══ Task input ══

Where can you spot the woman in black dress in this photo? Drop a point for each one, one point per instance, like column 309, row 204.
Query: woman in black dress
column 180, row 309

═══
══ Task input ══

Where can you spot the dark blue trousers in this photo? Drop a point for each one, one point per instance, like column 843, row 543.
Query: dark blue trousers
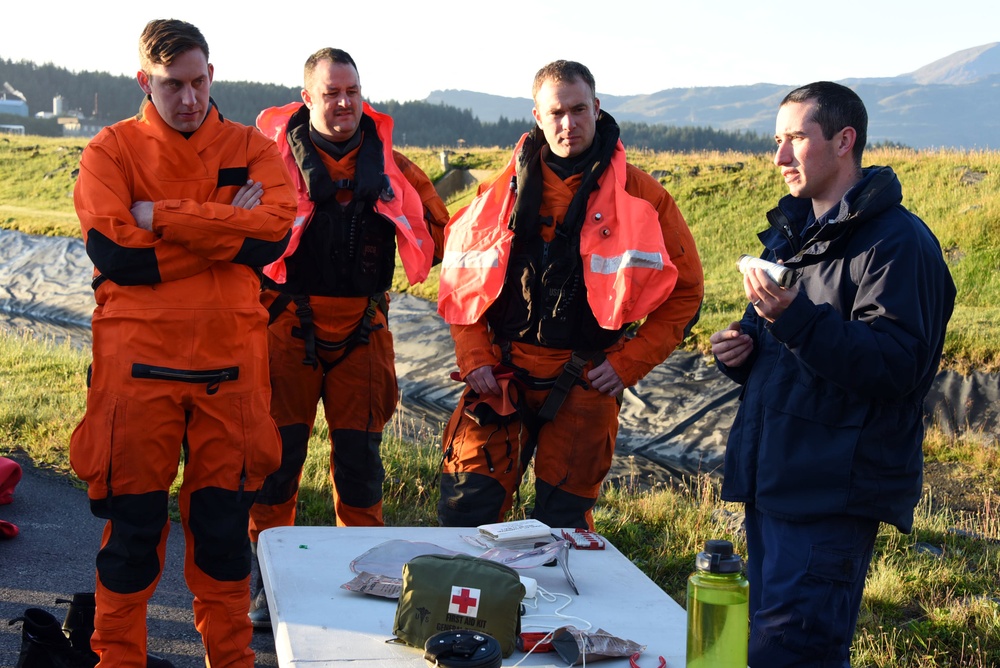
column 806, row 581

═══

§ **What you will do**:
Can you print the lines from the one containing "Where can you spot the woman" to the one containing "column 180, row 309", both included, reproducing them exactly?

§ **Output of the exercise**:
Where can you spot the woman in black dress in this photo? Drop a point for each one, one point per instance, like column 309, row 204.
Query: woman in black dress
column 180, row 309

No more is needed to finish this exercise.